[SELECTED EXTRACT]

Raising disabled children is difficult, exhausting and sometimes demoralising—I worked for several years with children with special needs before I was elected to another place. It can place a strain on relationships and change family dynamics in unsettling ways. Other children can feel neglected, as parents devote large amounts of time to caring for disabled siblings, yet it is still difficult to see abortion as a truly compassionate response in this situation. Is there perhaps a different model for how to care for disabled children, even those who are severely or terminally ill?

I refer the Committee to the charity, Zöe’s Place, which is a daughter charity of the charity, Life. Zöe’s Place, of which I am a patron, is a baby hospice providing respite and palliative care for babies and young children from birth until the age of five. There are two Zöe’s Places now, one in Liverpool and the other in Middlesbrough. Plans are well advanced to open another in the Midlands next year. Surely the answer lies in more hospices like Zöe’s, providing more help and support to parents struggling to raise a disabled child.

The great danger is that if abortion, or post-natal infanticide of a disabled child, is allowed to become a treatment option, we start to decide that it can be in someone’s best interest to be killed. This debate is, to a very large extent, a debate about the kind of culture in which we want to live, and the kind of medical culture in which we want doctors to operate. However compelling the case for ending the life of a badly disabled child, there is a very important principle at stake: we may not intentionally kill. Whatever the law, there will always be difficult cases and situations where individuals end up suffering. No one, of course, would wish to inflict or perpetuate suffering unnecessarily, but we need to accept that we cannot respond to suffering by killing the sufferer.

[EXERCISE DIRECTIONS]
Please copy the passage on caring for disabled children word for word, beginning at the words "The great danger" and stopping after "killing the sufferer.". The data below are separate from the passage on caring for disabled children.

[MATERIAL SUPPLIED]
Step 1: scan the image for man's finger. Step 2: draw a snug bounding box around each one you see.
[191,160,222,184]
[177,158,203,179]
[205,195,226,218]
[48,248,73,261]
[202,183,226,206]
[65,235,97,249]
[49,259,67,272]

[WRITTEN RESPONSE]
The great danger is that if abortion, or post-natal infanticide of a disabled child, is allowed to become a treatment option, we start to decide that it can be in someone’s best interest to be killed. This debate is, to a very large extent, a debate about the kind of culture in which we want to live, and the kind of medical culture in which we want doctors to operate. However compelling the case for ending the life of a badly disabled child, there is a very important principle at stake: we may not intentionally kill. Whatever the law, there will always be difficult cases and situations where individuals end up suffering. No one, of course, would wish to inflict or perpetuate suffering unnecessarily, but we need to accept that we cannot respond to suffering by killing the sufferer.